#### [BAGIAN DOKUMEN]
- - -

Latar belakang penetapan Peraturan LKPP Nomor 17 Tahun 2018 tentang Sanksi Daftar Hitam Dalam Pengadaan Barang/jasa adalah untuk melaksanakan ketentuan Pasal 91 ayat (1) huruf v dan huruf w Peraturan Presiden Nomor 16 Tahun 2018 tentang Pengadaan Barang/Jasa Pemerintah, perlu menetapkan Peraturan Lembaga Kebijakan Pengadaan Barang/Jasa Pemerintah tentang Sanksi Daftar Hitam Dalam Pengadaan Barang/Jasa Pemerintah.

Dasar Hukum

Dasar Hukum Peraturan LKPP Nomor 17 Tahun 2018 tentang Sanksi Daftar Hitam Dalam Pengadaan Barang/jasa adalah:
  1. Peraturan Presiden Nomor 157 Tahun 2014 tentang Perubahan Atas Peraturan Presiden Nomor 106 Tahun 2007 tentang Lembaga Kebijakan Pengadaan Barang/Jasa Pemerintah (Lembaran Negara Republik Indonesia Tahun 2014 Nomor 314);
  2. Peraturan Presiden Nomor 16 Tahun 2018 tentang Pengadaan Barang/Jasa Pemerintah (Lembaran Negara Republik Indonesia Tahun 2018 Nomor 33);

Isi

Berikut adalah isi dari Peraturan LKPP Nomor 17 Tahun 2018 tentang Sanksi Daftar Hitam Dalam Pengadaan Barang/jasa (tidak dalam format asli):

BAB I
KETENTUAN UMUM

Pasal 1

Dalam Peraturan Lembaga ini yang dimaksud dengan:
  1. Pengadaan Barang/Jasa Pemerintah yang selanjutnya disebut dengan Pengadaan Barang/Jasa adalah kegiatan Pengadaan Barang/Jasa oleh Kementerian/Lembaga/ Pemerintah Daerah yang dibiayai oleh Anggaran Pendapatan dan Belanja Negara/Anggaran Pendapatan dan Belanja Daerah yang prosesnya sejak identifikasi kebutuhan, sampai dengan serah terima hasil pekerjaan.

- - -

#### [TUJUAN ANDA]
Tuliskan ulang secara persis bagian kutipan peraturan di atas, dimulai dari "Dalam Peraturan Lembaga" dan berlanjut hingga "terima hasil pekerjaan.". Data ini tidak berkaitan dengan kutipan peraturan di atas.

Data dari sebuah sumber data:
- - -

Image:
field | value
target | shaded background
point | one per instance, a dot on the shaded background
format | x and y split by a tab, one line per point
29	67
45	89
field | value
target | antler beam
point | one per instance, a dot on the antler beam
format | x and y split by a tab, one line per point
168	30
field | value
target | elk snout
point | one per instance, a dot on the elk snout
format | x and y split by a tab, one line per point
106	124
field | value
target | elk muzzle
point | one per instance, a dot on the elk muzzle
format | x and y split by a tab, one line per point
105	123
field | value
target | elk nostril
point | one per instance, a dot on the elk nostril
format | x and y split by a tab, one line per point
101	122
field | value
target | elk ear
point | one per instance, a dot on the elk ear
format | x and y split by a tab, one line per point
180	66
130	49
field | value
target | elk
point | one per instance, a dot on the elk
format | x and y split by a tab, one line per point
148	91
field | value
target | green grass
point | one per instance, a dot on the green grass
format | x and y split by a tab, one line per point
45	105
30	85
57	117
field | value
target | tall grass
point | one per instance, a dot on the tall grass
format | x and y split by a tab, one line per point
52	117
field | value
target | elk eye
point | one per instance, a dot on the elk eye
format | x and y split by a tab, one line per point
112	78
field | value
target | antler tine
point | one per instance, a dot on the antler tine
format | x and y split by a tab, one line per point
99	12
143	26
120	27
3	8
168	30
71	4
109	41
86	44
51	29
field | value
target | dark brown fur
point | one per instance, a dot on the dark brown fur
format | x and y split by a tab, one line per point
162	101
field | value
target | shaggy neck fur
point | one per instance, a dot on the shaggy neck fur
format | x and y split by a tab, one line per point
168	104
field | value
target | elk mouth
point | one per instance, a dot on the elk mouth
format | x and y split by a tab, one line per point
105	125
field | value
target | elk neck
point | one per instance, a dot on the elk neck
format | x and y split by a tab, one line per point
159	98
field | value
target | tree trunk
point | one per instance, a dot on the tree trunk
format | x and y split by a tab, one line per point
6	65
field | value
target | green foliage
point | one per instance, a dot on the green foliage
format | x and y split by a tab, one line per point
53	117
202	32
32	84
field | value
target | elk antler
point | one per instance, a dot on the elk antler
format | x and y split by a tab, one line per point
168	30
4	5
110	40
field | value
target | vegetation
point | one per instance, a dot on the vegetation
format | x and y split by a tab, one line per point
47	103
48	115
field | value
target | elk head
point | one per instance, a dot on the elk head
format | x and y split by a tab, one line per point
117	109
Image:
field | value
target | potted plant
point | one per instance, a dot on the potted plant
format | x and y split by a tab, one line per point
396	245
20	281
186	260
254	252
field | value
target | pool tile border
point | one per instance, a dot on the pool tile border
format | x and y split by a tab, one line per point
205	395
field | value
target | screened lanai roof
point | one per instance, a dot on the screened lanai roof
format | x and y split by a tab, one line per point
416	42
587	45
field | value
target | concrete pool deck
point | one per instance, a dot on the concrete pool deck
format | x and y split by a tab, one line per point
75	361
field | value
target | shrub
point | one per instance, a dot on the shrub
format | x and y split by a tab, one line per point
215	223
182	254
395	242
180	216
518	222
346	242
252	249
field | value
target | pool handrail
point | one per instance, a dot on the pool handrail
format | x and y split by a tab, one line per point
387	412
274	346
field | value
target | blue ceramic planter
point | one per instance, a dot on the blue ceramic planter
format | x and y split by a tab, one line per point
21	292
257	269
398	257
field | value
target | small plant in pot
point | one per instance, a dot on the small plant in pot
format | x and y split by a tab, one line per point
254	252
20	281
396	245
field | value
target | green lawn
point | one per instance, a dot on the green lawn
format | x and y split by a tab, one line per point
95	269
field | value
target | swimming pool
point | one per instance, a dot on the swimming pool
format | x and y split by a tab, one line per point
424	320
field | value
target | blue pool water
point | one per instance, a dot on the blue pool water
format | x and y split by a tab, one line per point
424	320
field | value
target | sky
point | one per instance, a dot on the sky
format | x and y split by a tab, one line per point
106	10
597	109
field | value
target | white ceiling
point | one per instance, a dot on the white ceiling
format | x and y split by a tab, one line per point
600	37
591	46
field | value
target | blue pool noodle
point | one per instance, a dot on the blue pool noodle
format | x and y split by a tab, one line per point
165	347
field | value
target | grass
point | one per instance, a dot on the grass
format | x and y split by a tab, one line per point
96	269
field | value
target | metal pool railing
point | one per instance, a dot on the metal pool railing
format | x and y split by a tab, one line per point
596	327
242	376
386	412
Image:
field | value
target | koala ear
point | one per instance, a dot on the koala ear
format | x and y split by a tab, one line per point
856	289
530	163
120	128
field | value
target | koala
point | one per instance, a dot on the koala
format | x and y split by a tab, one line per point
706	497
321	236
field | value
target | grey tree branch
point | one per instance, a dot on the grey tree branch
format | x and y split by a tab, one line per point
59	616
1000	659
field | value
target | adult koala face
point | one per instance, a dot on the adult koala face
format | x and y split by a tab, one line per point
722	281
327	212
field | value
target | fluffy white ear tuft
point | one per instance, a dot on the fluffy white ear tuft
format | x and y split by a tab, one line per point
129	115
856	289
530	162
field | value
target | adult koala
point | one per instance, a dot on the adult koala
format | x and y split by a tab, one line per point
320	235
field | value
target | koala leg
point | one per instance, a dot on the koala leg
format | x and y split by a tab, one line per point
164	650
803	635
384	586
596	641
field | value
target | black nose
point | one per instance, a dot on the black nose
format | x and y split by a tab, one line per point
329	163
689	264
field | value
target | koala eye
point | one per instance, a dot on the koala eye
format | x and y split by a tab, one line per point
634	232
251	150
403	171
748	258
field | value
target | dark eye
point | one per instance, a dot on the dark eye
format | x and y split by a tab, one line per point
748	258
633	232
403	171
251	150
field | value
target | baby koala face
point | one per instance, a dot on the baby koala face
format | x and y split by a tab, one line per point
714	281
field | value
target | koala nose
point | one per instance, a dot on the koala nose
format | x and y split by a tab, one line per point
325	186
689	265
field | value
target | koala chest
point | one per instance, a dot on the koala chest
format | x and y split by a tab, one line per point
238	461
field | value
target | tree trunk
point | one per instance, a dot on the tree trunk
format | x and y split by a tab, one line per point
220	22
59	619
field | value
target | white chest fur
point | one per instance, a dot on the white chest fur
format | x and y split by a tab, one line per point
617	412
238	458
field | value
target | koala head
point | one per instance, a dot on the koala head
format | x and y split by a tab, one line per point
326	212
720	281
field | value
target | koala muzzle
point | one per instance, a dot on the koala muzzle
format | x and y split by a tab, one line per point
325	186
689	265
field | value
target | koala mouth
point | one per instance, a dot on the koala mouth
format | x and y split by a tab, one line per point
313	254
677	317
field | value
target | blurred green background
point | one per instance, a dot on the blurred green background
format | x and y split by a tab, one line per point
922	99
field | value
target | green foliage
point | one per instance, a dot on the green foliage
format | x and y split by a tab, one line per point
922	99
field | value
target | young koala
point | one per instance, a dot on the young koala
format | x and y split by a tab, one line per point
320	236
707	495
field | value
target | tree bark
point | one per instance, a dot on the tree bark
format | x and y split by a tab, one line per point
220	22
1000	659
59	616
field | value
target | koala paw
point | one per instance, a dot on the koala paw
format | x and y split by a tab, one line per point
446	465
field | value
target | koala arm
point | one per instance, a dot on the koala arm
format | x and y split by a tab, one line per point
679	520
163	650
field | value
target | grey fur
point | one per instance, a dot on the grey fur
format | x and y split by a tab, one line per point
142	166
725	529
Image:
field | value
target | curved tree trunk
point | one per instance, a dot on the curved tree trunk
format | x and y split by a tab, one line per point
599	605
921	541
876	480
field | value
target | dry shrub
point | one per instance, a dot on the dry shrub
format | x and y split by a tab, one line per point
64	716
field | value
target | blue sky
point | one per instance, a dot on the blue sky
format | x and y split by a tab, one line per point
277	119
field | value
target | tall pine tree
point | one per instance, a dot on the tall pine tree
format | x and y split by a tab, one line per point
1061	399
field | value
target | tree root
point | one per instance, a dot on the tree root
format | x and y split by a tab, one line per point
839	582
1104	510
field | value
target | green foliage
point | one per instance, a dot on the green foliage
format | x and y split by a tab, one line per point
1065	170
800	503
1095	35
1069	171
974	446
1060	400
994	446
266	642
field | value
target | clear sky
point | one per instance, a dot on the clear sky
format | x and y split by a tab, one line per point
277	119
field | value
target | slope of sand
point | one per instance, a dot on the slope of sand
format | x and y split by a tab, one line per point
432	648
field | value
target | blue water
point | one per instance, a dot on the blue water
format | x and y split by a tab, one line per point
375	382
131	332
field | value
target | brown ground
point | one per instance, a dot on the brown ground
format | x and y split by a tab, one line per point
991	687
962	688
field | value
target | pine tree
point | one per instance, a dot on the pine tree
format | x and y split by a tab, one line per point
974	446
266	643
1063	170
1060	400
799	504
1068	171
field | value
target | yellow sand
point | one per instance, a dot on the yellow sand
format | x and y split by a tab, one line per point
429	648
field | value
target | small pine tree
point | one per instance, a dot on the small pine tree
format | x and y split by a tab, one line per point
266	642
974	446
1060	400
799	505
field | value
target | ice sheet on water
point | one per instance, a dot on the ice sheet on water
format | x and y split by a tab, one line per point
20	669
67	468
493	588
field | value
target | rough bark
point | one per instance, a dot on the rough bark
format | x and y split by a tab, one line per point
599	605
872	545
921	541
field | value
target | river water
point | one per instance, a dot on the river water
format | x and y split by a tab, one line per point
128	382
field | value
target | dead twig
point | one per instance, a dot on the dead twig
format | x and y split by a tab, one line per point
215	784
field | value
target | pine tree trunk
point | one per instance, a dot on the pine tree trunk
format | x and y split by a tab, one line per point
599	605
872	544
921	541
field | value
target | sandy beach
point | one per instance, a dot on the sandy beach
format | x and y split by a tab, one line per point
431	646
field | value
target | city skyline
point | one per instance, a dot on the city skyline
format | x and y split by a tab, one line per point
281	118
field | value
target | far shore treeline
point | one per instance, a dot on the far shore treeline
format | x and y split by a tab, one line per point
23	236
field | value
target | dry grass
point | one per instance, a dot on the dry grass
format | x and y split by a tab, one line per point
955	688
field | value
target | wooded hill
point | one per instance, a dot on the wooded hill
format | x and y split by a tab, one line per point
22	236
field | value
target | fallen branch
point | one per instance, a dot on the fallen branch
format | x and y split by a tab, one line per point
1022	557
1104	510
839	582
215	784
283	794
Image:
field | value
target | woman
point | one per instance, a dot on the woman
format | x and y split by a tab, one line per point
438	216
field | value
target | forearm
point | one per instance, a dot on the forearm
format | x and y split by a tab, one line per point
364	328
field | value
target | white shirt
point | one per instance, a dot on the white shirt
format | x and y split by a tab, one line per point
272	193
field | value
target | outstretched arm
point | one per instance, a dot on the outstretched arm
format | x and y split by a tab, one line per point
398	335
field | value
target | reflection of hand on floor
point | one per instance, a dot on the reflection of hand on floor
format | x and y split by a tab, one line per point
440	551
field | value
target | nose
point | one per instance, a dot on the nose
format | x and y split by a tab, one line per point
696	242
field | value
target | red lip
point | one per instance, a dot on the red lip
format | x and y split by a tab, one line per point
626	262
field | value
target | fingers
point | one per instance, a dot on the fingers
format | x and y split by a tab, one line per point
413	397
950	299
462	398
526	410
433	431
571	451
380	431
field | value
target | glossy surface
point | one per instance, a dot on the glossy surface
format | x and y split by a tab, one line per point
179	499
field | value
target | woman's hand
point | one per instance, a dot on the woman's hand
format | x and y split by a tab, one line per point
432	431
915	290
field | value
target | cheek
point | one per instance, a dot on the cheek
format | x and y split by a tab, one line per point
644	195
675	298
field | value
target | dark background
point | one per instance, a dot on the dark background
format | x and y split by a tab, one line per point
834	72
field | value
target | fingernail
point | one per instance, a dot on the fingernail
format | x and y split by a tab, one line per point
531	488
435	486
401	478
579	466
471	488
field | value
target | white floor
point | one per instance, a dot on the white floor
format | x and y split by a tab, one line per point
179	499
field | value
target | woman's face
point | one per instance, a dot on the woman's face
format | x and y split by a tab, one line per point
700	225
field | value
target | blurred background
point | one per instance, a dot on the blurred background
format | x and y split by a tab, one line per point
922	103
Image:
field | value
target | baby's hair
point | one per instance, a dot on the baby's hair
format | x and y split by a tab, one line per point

- - -

#### [HASIL TUGAS]
Dalam Peraturan Lembaga ini yang dimaksud dengan:
  1. Pengadaan Barang/Jasa Pemerintah yang selanjutnya disebut dengan Pengadaan Barang/Jasa adalah kegiatan Pengadaan Barang/Jasa oleh Kementerian/Lembaga/ Pemerintah Daerah yang dibiayai oleh Anggaran Pendapatan dan Belanja Negara/Anggaran Pendapatan dan Belanja Daerah yang prosesnya sejak identifikasi kebutuhan, sampai dengan serah terima hasil pekerjaan.